## PROVIDED RECORDS
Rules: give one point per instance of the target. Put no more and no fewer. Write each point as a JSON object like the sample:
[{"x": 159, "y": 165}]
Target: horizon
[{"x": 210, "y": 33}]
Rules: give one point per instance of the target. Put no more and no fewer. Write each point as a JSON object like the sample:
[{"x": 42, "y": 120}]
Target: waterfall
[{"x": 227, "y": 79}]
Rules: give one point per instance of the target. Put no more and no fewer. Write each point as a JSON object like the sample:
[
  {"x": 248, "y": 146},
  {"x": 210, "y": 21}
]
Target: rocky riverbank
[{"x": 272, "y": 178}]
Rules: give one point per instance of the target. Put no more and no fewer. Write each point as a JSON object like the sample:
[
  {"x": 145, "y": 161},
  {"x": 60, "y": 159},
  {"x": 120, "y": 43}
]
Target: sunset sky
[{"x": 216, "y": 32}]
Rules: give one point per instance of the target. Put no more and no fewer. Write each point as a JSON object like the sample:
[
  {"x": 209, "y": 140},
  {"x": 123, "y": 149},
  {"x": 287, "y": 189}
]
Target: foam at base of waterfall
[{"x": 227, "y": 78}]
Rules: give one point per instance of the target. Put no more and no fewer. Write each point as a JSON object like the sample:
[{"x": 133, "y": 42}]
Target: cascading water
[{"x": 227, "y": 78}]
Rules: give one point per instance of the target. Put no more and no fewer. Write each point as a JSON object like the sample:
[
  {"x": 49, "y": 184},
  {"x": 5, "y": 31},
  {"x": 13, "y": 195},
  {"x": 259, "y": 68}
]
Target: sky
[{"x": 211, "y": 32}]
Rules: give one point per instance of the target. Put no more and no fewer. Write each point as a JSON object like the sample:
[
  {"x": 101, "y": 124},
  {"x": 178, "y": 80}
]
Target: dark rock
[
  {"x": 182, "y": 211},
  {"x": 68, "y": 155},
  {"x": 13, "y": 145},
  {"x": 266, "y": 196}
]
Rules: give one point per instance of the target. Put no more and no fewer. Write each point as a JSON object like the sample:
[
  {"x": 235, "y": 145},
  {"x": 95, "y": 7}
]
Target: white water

## THE EXERCISE
Copy out each record from above, exactly.

## CORRECT RESULT
Rules: give one point per instance of the target. Put no more and no fewer. Write each point as a JSON object like the sample:
[{"x": 159, "y": 165}]
Target: horizon
[{"x": 210, "y": 33}]
Rules: give one point per instance of the target. Put no more and no fewer. Write each point as a JSON object like the sample:
[{"x": 42, "y": 120}]
Target: waterfall
[{"x": 227, "y": 79}]
Rules: give one point per instance of the target. Put no more and no fewer. Write each point as a JSON object like the sample:
[
  {"x": 248, "y": 146},
  {"x": 210, "y": 21}
]
Target: rocky riverbank
[{"x": 272, "y": 178}]
Rules: give one point per instance of the target. Put no more and no fewer. Write each point as a JSON object like the sample:
[
  {"x": 145, "y": 161},
  {"x": 60, "y": 159},
  {"x": 120, "y": 43}
]
Target: sunset sky
[{"x": 216, "y": 32}]
Rules: give one point per instance of the target. Put no more and no fewer. Write each point as a JSON object like the sample:
[
  {"x": 209, "y": 140},
  {"x": 123, "y": 149},
  {"x": 287, "y": 189}
]
Target: foam at base of waterfall
[{"x": 227, "y": 78}]
Rules: give one point per instance of the target. Put no more and no fewer. Write each point as a JSON object like the sample:
[{"x": 133, "y": 42}]
Target: cascading water
[{"x": 227, "y": 78}]
Rules: give one point per instance of the target. Put no more and no fewer. Write each point as a JSON object like the sample:
[
  {"x": 49, "y": 184},
  {"x": 5, "y": 31},
  {"x": 13, "y": 195},
  {"x": 259, "y": 68}
]
Target: sky
[{"x": 211, "y": 32}]
Rules: give one point per instance of the target. Put no more and no fewer. Write each point as a JSON object like the sample:
[
  {"x": 101, "y": 124},
  {"x": 178, "y": 80}
]
Target: dark rock
[
  {"x": 182, "y": 211},
  {"x": 68, "y": 155},
  {"x": 13, "y": 145},
  {"x": 266, "y": 196}
]
Rules: give one point per instance of the target. Put no more and no fewer. Write each point as a JSON object like the sample:
[
  {"x": 235, "y": 145},
  {"x": 95, "y": 7}
]
Target: white water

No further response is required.